§ **Stated exercise**
From the line that includes "Where can you spot the gravel" to the last line of the records, inclusive, repeat each line exactly.

━━━━━ Records ━━━━━

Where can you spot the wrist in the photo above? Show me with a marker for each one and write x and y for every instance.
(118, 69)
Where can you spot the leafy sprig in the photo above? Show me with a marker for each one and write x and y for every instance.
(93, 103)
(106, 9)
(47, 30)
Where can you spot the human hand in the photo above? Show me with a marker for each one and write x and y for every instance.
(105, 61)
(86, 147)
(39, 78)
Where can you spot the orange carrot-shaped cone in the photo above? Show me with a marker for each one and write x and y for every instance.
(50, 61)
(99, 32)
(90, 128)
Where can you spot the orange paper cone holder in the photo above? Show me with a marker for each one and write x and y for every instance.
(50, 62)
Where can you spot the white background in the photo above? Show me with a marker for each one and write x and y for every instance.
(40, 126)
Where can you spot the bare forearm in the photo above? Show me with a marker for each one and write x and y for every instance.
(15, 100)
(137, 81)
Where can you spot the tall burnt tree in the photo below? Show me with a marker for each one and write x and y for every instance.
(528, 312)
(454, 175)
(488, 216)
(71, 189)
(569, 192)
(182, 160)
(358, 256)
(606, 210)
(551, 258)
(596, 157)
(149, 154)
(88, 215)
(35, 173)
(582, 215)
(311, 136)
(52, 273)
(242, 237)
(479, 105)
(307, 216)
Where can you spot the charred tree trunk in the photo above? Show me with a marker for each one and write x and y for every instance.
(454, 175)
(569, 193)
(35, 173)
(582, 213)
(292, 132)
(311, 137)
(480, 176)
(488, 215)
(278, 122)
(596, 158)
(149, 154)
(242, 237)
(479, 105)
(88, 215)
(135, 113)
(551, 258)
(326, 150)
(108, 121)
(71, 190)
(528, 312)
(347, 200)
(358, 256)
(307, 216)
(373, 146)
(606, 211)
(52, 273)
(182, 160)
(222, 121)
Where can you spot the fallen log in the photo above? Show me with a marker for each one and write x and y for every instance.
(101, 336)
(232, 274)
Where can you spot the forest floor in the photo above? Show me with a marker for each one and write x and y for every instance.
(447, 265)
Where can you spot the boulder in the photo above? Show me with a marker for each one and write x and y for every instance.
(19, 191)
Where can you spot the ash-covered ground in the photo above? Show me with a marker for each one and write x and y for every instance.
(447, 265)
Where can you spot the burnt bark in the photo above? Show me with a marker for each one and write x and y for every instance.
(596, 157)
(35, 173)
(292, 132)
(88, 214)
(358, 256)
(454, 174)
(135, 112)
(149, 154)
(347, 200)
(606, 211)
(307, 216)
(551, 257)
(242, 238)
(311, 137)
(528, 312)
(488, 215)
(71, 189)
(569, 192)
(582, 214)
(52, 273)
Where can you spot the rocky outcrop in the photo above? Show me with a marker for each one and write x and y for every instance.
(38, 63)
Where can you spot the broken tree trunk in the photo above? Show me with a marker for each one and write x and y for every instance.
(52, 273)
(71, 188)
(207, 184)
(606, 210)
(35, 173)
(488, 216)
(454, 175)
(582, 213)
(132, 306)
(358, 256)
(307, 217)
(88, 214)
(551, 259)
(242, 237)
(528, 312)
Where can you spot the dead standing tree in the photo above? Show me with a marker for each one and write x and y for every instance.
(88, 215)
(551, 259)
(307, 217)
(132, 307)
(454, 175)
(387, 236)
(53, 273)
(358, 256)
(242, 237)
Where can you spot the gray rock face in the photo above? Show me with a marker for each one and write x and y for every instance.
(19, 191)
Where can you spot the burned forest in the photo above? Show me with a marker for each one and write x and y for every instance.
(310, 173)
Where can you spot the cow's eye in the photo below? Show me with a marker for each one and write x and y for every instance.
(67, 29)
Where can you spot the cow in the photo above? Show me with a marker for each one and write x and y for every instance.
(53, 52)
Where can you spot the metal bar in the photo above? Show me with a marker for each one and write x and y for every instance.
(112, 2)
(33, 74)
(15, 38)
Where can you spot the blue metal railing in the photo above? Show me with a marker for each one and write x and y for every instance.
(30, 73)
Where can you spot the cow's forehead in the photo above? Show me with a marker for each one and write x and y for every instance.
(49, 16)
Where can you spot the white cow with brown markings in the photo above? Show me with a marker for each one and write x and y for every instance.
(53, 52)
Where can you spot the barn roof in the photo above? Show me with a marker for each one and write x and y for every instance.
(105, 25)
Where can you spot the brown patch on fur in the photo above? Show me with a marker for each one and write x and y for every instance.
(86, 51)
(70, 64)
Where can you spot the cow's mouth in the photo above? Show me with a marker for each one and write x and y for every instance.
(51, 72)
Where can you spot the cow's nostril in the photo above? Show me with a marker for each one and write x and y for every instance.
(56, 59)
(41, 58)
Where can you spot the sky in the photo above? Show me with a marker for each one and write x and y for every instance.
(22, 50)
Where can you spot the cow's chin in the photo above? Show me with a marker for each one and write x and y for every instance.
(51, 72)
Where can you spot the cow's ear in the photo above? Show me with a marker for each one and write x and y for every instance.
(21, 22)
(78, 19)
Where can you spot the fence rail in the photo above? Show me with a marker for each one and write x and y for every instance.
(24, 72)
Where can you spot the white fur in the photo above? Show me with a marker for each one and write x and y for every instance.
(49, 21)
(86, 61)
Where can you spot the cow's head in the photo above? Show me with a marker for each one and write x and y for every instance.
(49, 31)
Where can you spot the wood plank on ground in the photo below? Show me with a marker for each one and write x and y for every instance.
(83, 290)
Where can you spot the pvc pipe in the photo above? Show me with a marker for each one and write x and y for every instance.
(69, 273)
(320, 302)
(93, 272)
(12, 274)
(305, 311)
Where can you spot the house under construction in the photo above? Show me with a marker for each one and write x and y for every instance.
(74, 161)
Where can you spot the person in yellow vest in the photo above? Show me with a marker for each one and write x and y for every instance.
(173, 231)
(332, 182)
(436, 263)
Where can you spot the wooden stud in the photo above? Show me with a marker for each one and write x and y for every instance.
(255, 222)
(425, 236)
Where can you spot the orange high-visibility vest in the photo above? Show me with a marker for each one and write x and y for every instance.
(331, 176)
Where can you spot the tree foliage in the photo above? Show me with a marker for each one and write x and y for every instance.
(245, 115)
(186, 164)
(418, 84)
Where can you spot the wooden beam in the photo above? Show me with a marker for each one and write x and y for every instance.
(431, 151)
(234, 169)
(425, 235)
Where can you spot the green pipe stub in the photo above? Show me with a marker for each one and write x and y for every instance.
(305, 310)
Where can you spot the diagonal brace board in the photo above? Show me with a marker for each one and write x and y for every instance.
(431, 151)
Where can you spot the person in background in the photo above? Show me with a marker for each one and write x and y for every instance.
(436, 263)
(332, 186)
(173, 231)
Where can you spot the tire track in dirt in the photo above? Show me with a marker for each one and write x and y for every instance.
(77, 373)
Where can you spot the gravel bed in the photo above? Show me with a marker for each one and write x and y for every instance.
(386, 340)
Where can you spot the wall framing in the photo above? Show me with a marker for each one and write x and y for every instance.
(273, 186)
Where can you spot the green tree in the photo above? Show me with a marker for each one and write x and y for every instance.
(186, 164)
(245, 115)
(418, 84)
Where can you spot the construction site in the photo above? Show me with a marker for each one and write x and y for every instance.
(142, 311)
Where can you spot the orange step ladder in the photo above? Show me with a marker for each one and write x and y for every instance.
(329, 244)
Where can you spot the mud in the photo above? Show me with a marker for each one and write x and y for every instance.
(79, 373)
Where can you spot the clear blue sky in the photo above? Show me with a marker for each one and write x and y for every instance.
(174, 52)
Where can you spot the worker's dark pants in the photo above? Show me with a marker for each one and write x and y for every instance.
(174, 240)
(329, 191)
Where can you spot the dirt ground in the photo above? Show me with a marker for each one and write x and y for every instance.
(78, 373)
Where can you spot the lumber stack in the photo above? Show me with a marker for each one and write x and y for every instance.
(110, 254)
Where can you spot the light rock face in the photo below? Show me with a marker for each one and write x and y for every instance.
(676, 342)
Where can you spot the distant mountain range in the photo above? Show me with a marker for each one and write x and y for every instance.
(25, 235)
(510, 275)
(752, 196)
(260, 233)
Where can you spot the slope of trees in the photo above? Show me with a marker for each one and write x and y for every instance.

━━━━━

§ **Solution below**
Where can you spot the gravel bed in the photo above? Show me with a marker for each one and write x and y for every instance.
(386, 340)
Where can you spot the wall framing in the photo above? Show me with a marker for each one and write x and y for every instance.
(273, 186)
Where can you spot the green tree in the photo above? Show me with a marker for each one and write x and y for every instance.
(186, 164)
(245, 115)
(418, 84)
Where can you spot the construction site in the photo above? Show me with a marker for each one and write x and y for every instance.
(142, 311)
Where can you spot the orange step ladder in the photo above? Show me with a marker for each one and write x and y for every instance.
(329, 244)
Where can you spot the mud in the photo above? Show me with a marker for each one and write x and y for every instance.
(79, 373)
Where can you spot the clear blue sky in the photo above? Show me with a marker for each one and write x and y for every instance.
(174, 52)
Where can you spot the worker's dark pants in the photo above? Show me with a marker for each one and write x and y for every instance.
(174, 240)
(329, 191)
Where can you spot the dirt ground in the photo above? Show me with a marker for each one and write x and y for every instance.
(78, 373)
Where can you spot the lumber stack in the photo above? Show me with a marker for each one and write x and y for every instance.
(110, 254)
Where can you spot the light rock face in the photo below? Show me with a marker for each one and write x and y for every instance.
(676, 342)
Where can you spot the distant mountain range in the photo above? Show me with a marker for each one and write x and y for every instance.
(25, 235)
(510, 275)
(752, 196)
(260, 233)
Where can you spot the slope of trees in the photo above? Show me with a marker for each one and write x and y for every instance.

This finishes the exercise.